▸ What you have to do:
Omit every picture, then give all the entries again exactly.
□ □ □ □ □ □ □
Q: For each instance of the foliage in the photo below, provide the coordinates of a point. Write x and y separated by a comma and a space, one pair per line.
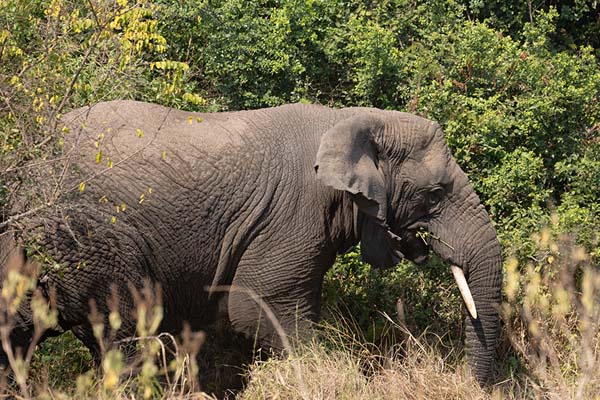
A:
515, 85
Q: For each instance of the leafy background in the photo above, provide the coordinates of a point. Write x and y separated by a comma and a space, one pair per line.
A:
514, 84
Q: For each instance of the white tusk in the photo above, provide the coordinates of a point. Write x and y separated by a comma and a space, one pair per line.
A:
459, 277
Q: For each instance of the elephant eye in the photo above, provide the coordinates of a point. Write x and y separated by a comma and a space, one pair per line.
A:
434, 197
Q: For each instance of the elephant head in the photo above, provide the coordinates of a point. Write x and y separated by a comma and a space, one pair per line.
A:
400, 174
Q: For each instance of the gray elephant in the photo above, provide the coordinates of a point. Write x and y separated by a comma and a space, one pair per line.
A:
261, 201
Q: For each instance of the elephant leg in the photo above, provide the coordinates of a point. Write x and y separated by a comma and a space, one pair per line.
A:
272, 293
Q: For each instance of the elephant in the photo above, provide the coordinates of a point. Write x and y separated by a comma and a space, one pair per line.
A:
258, 201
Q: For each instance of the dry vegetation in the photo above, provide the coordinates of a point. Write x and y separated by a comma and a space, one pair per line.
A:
550, 349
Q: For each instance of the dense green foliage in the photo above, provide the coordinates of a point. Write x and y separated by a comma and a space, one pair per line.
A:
516, 89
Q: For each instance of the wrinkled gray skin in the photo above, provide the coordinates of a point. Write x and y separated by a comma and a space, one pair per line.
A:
263, 200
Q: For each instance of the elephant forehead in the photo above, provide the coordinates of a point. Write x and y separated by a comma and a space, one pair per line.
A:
429, 169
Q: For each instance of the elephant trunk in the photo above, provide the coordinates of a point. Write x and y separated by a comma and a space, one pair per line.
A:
464, 236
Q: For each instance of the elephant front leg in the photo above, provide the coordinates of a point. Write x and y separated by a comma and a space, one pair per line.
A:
275, 302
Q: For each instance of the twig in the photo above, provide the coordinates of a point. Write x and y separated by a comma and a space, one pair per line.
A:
17, 217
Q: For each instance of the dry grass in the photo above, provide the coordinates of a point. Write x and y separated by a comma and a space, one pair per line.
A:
550, 349
355, 372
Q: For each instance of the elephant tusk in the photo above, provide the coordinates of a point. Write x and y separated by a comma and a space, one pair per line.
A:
463, 287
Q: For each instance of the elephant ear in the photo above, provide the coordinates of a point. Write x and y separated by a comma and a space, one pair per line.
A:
349, 159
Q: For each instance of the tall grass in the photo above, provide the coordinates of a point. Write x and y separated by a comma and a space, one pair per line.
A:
549, 348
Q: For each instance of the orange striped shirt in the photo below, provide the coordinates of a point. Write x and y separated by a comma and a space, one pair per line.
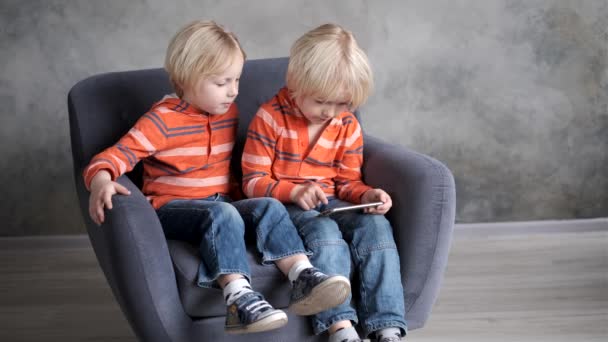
□ □ □ □ □ □ □
▸ Exercise answer:
Q: For each instance of the foliage in the photo below, provide the coordinates of a point. Write x and y separated by a comma and a space, one pair per line.
A:
515, 85
Q: For each instance of the leafy background in the photo above, provide the coordinates of a point. Write x and y separated by a comma and a space, one pair per line.
A:
514, 84
Q: For each instance of the white tusk in the photo above, provide the coordinates of a point. Write x and y separated by a comma and a space, one pair per line.
A:
459, 277
Q: For each instance of the elephant eye in the photo above, provide the coordinates of a point. Write x and y separated by a comma and a space, one pair per line.
A:
434, 197
Q: For each instance of the elephant head in the photo above, provide the coordinates of a point. Write x and y separated by a comma and a space, one pair per line.
A:
400, 174
Q: For each instance of the gray elephant in the photo above, provide the coordinates of a point. Write x and y separated by a comma and a space, one pair per line.
A:
261, 201
Q: For each instance of the elephant leg in the photo above, provide the coordinates of a point. Write x and y separated by a comma and a space, one pair per line.
A:
272, 293
Q: For each instance of the elephant in the photo above, provide the coordinates of a point. Write x and y separated by a comma and a space, one pair per line.
A:
258, 201
Q: For each instance of the dry vegetation in the photo above, provide the coordinates of a point. Write x and y separated by a comma and a space, one pair per line.
A:
550, 349
Q: For each instance of the dense green foliage in the photo above, provide the coordinates of a point. Write x and y separated by a comma and a space, one pair per line.
A:
516, 89
Q: For each instance of the wrinkled gray skin in the photo above, provide the coordinates of a point. Write x and y separated by a comma and a space, one pair per line.
A:
263, 200
Q: For each instance of the elephant forehead in the photo above, provide the coordinates of a point. Write x and y separated by a comma and a space, one pair per line.
A:
429, 169
Q: For each instance of the elephant trunk in the photo above, provide the coordinates of a point. Write x and y separated by a comma and a space, one pair per line.
A:
464, 236
Q: For each instance of the elephant front leg in the photo above, provide the coordinates of a point. Write x and y separated by a comma and a space, one pair per line.
A:
275, 302
Q: For each instance of the twig in the photo above, provide the coordinates of a point. Write x and y separated by a comma and a space, one pair per line.
A:
17, 217
Q: For each instance of the dry grass in the photo above, provide the coordinates of a point. Write x and y separated by a comma and a space, one pair per line.
A:
550, 349
355, 372
Q: For each instance of the elephant tusk in the photo above, provide the coordinates of a point. Write x and y separated by a comma and a space, one pair per line.
A:
463, 287
Q: For each instance of the elephant ear in the photo above, provide the coordinates of a point. Write x and y separated by a comma and a space, one pair per line.
A:
349, 159
Q: For each instance of the tall grass in the photo above, provide the coordinates of a point. Write x and y separated by a comma and a space, one pair per line.
A:
549, 348
Q: For each instance of the orange striped shirt in the photo below, provide the coordinates of a point. Write x and y separated by a comma and a space, one pair per line.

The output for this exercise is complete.